* [Your task]: Convert everything in the material below, from the line containing "Objective — for every instance of the line" down to and including the line containing "[[112, 311]]", into a numbered list, omitting any blank lines.
+++++
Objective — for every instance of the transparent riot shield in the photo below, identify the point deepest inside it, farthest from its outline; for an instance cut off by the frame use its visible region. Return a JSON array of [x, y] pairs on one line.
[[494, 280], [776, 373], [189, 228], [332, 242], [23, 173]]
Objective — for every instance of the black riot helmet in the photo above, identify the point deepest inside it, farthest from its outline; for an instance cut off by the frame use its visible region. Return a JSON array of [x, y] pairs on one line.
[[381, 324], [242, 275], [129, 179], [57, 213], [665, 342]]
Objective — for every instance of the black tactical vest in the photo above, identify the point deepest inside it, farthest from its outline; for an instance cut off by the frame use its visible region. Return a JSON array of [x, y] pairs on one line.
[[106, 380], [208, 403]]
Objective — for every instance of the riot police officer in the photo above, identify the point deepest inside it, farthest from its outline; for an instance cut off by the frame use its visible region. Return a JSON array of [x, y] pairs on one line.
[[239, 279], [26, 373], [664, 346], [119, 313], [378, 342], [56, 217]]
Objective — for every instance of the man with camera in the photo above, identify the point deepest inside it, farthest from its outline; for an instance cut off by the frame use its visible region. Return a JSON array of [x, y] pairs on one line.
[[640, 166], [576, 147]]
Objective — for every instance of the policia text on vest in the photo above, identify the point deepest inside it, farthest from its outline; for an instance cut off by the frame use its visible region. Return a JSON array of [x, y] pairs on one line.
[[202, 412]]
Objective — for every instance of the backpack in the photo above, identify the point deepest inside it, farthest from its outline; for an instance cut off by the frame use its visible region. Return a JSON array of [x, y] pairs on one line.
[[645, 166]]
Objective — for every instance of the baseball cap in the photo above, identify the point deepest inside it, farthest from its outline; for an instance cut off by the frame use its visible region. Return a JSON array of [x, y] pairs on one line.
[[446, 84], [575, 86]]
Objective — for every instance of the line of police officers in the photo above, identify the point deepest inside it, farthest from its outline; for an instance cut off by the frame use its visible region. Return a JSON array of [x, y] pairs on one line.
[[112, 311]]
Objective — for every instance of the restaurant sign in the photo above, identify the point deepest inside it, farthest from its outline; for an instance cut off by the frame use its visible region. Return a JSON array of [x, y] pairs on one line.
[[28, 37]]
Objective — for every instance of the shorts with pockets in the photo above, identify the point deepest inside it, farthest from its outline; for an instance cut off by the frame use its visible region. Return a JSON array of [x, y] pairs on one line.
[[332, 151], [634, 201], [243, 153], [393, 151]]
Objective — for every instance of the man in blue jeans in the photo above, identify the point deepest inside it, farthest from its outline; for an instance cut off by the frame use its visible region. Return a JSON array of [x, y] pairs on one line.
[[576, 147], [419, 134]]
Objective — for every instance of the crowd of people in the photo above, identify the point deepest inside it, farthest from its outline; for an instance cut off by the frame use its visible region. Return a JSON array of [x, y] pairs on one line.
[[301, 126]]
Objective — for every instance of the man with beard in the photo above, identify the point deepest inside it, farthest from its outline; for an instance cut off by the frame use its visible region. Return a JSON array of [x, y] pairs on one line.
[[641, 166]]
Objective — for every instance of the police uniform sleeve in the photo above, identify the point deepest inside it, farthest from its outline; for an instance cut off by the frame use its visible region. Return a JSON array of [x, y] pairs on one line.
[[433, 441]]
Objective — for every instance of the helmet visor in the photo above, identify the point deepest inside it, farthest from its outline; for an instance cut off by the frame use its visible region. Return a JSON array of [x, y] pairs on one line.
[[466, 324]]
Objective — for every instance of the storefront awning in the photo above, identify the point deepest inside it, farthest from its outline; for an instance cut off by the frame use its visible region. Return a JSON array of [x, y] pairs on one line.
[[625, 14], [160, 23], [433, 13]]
+++++
* [Problem solution]:
1. Objective — for every instance of the line of police officers in the photo above, identify the point deepest inside it, farthest from its outline; for an instance cut off by the frame use its visible region. Return a JSON array of [x, y] pairs on one line.
2. [[112, 311]]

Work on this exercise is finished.